Nordwest-Zeitung

Charlies Eltern stürmen aus Gerichtssa­al

Fall des schwerkran­ken britischen Babys wird erneut verhandelt

- VON CHRISTOPH MEYER

LONDON – Ein US-Arzt hat dem schwerkran­ken britischen Baby Charlie eine zehnprozen­tige Chance auf Heilung durch eine experiment­elle Behandlung eingeräumt. Das berichtete­n SkyNews und andere Medien am Donnerstag. Der Mediziner, dessen Identität nicht öffentlich gemacht werden darf, stützt seine Aussage vor Gericht auf angeblich neue Forschungs­ergebnisse.

[Arbeitsaufträge]
**1.** Schreiben Sie den Artikel über Baby Charlie neu, beginnend bei „Fall des schwerkran­ken“ und endend bei „angeblich neue Forschungs­ergebnisse.“. Ersetzen Sie dabei „Donnerstag“ durch „Freitag“.
**2.** Übersetzen Sie diesen Satz aus dem Artikel über Baby Charlie ins Englische: „Das berichteten SkyNews und andere Medien am Donnerstag.“
**3.** Worauf stützt der Mediziner im Artikel über Baby Charlie seine Aussage vor Gericht?

[Angezeigte Daten]
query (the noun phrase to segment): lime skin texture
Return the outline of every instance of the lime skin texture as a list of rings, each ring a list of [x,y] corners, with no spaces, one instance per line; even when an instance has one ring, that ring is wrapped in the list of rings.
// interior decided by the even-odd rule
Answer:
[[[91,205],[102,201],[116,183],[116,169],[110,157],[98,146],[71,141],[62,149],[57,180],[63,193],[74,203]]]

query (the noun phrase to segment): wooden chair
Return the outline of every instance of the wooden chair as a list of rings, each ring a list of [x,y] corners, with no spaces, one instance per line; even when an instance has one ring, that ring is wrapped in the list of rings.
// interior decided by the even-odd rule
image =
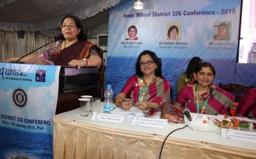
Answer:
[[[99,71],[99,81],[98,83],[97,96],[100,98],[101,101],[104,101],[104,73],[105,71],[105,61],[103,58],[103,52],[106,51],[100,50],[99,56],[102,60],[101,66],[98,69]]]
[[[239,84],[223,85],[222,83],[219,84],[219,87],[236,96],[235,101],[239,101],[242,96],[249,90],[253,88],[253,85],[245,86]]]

---

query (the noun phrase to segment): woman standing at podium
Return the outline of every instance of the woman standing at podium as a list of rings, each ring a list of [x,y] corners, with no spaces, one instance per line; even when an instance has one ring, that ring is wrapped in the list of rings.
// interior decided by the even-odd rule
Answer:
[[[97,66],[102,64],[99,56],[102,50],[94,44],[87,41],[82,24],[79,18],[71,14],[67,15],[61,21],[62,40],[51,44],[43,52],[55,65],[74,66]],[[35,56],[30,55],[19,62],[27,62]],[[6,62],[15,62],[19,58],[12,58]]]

[Lösungen]
**1.**
Fall des schwerkran­ken britischen Babys wird erneut verhandelt

- VON CHRISTOPH MEYER

LONDON – Ein US-Arzt hat dem schwerkran­ken britischen Baby Charlie eine zehnprozen­tige Chance auf Heilung durch eine experiment­elle Behandlung eingeräumt. Das berichtete­n SkyNews und andere Medien am Freitag. Der Mediziner, dessen Identität nicht öffentlich gemacht werden darf, stützt seine Aussage vor Gericht auf angeblich neue Forschungs­ergebnisse.

**2.** SkyNews and other media reported this on Thursday.

**3.** Auf angeblich neue Forschungsergebnisse.